== Segment start ==

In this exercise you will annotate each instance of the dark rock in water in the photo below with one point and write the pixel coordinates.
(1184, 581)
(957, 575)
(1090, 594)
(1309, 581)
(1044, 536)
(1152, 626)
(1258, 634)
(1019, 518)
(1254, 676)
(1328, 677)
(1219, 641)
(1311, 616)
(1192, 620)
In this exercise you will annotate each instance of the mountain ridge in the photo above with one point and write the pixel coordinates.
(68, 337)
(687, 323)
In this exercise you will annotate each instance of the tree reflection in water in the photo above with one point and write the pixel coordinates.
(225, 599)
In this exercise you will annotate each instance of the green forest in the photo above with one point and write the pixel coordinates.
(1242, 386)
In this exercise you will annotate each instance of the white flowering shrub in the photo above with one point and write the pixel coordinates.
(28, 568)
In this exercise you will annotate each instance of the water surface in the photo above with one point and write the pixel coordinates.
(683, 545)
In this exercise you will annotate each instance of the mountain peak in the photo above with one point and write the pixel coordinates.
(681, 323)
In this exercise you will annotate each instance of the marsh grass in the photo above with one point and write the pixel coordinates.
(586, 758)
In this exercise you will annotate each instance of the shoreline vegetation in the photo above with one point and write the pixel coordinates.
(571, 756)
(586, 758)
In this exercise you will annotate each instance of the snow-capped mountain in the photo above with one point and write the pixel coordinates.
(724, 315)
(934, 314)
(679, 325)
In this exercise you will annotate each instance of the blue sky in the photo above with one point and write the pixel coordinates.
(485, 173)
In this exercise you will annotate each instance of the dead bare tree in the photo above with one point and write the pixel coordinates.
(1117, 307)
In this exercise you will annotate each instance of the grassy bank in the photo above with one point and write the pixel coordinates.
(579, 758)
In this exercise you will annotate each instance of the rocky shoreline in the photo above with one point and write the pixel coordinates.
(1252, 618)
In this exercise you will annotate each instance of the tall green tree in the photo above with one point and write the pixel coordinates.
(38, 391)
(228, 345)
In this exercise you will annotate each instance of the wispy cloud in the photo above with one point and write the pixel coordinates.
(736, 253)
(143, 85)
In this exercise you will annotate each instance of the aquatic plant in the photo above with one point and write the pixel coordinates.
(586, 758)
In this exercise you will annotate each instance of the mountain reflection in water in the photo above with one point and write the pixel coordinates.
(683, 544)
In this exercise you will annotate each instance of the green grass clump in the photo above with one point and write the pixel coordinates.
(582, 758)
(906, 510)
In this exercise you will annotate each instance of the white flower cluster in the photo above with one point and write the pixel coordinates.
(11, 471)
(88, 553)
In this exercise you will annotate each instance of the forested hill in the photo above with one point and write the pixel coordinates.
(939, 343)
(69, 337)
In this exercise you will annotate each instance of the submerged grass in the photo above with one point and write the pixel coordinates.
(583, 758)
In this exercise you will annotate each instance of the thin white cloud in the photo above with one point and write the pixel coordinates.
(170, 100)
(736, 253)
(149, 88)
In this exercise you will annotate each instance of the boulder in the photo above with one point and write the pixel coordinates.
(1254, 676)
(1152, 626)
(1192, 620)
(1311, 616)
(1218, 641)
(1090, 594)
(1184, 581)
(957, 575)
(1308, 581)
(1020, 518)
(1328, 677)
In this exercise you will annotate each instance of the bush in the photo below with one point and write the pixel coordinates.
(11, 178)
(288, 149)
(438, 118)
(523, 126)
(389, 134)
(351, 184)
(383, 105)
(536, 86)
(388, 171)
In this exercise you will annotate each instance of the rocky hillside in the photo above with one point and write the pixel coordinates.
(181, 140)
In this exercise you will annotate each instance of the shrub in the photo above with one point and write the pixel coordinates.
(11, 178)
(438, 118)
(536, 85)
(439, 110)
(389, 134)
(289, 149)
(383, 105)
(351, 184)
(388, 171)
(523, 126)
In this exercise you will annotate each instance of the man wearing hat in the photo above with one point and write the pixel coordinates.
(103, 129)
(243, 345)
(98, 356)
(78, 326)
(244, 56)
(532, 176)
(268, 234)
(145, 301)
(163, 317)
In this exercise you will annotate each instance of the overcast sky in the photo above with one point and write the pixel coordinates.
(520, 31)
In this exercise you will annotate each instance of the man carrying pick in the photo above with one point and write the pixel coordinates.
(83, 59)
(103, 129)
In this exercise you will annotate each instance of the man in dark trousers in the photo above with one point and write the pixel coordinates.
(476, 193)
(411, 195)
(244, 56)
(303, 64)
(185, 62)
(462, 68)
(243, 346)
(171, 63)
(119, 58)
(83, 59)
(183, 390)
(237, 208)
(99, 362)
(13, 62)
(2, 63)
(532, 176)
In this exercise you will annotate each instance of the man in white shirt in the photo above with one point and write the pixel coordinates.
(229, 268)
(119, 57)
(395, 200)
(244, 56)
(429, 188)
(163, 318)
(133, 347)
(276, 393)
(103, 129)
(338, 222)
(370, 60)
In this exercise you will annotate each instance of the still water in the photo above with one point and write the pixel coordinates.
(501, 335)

== Segment end ==

§ What needs to be done: Top to bottom, transcribe every line above exactly.

§ Solution to the problem:
In this exercise you will annotate each instance of the dark rock in water in the photo below with one point and write the pixel coordinates.
(1184, 581)
(957, 575)
(1090, 594)
(1309, 581)
(1044, 536)
(1152, 626)
(1258, 634)
(1019, 518)
(1254, 676)
(1328, 677)
(1219, 641)
(1311, 616)
(1192, 620)
In this exercise you will annotate each instance of the mountain ridge in the photo above with one point and write the pixel coordinates.
(68, 337)
(687, 323)
In this exercise you will annotate each instance of the tree reflection in water in the photo above with one point and write the pixel coordinates.
(225, 599)
In this exercise you will annotate each instance of the green forest in the photo above with one point and write the pixel coordinates.
(1242, 386)
In this exercise you will annotate each instance of the white flowering shrub in the photo above with one point and write the pixel coordinates.
(28, 568)
In this exercise you will annotate each instance of the water surface in the photo above with one point and write the pixel coordinates.
(683, 545)
In this exercise you will annotate each instance of the mountain peak in the photo above with one point and write the pixel coordinates.
(681, 323)
In this exercise you will annotate each instance of the marsh grass in the photo above with one point and write the pixel coordinates.
(586, 758)
In this exercise you will annotate each instance of the shoreline vegetation in the photo above with one point and write the pixel coordinates.
(571, 756)
(586, 758)
In this exercise you will annotate each instance of the snow-capped mountain in the photo above with one point and write the pixel coordinates.
(724, 315)
(934, 314)
(679, 325)
In this exercise you will annotate each instance of the blue sky in the photo above with one point and write the pixel coordinates.
(485, 173)
In this exercise you will annotate each instance of the dead bare tree in the photo above with one point and write the pixel coordinates.
(1117, 307)
In this exercise you will annotate each instance of the grassy bank in the photo above with one point and write the pixel coordinates.
(579, 758)
In this exercise you will annotate each instance of the rocky shoreline in the photo above with one point and write the pixel coordinates.
(1252, 618)
In this exercise you will annotate each instance of the tall green tree in the photo above with one point and write the pixel coordinates.
(38, 391)
(228, 345)
In this exercise you will annotate each instance of the wispy cloud in the photo above with one point and write the pixel coordinates.
(736, 253)
(143, 85)
In this exercise you will annotate each instance of the aquatic plant in the photo above with one point and write the pixel coordinates.
(586, 758)
In this exercise you will annotate each instance of the mountain reflection in water in the photo above with one point and write the pixel coordinates.
(683, 544)
In this exercise you will annotate each instance of the green grass clump in the photo above with one point and write the pixel coordinates.
(582, 758)
(906, 510)
In this exercise you will annotate each instance of the white flower cluster in the photo above with one point and write the pixel coordinates.
(11, 471)
(88, 553)
In this exercise you will annotate each instance of the forested hill in the photo above with one point and write the pixel coordinates.
(939, 343)
(69, 337)
In this exercise you will annotate each instance of the submerged grass in the photo above with one point and write the pixel coordinates.
(583, 758)
In this exercise you will annotate each instance of the thin white cloud in the photo above with one point and write the pixel coordinates.
(170, 100)
(736, 253)
(149, 88)
In this exercise you will annotate each instance of the boulder in the photo above with one point and write the pixel coordinates.
(1254, 676)
(1152, 626)
(1192, 620)
(1311, 616)
(1218, 641)
(1090, 594)
(1184, 581)
(957, 575)
(1308, 581)
(1020, 518)
(1328, 677)
In this exercise you will annotate each instance of the bush in the photo below with one point and write the pixel coordinates.
(11, 178)
(288, 149)
(438, 118)
(523, 126)
(389, 134)
(351, 184)
(383, 105)
(536, 86)
(388, 171)
In this exercise you will annotate each instance of the rocky hillside in the photo above with one point and write the pixel coordinates.
(181, 140)
In this exercise you will annotate each instance of the shrub in the photo above with one point and write the pixel coordinates.
(11, 178)
(438, 118)
(536, 85)
(439, 110)
(389, 134)
(289, 149)
(383, 105)
(351, 184)
(388, 171)
(523, 126)
In this exercise you will annotate each instance of the man wearing hat in the photo above with one point and write the pixel coordinates.
(103, 129)
(243, 345)
(98, 356)
(78, 326)
(244, 56)
(532, 176)
(268, 234)
(145, 301)
(163, 317)
In this exercise you will annotate each instance of the overcast sky in the photo above with one point and write the pixel coordinates.
(520, 31)
In this exercise you will annotate each instance of the man carrying pick in the photo above with one point and write the pixel coordinates.
(83, 59)
(103, 129)
In this exercise you will annotate each instance of the man in dark trousers in the photo above with one point and write the pixel coordinates.
(476, 193)
(411, 195)
(244, 56)
(303, 64)
(185, 62)
(462, 68)
(243, 346)
(171, 63)
(119, 58)
(83, 59)
(183, 390)
(237, 208)
(99, 362)
(13, 62)
(2, 63)
(532, 176)
In this exercise you will annotate each instance of the man in white shirt in the photo above with one point and write the pixel coordinates.
(229, 268)
(119, 57)
(395, 200)
(244, 56)
(429, 188)
(163, 318)
(133, 347)
(276, 393)
(103, 129)
(338, 222)
(370, 60)
In this exercise you will annotate each instance of the still water in the photo above with one point and write the pixel coordinates.
(501, 335)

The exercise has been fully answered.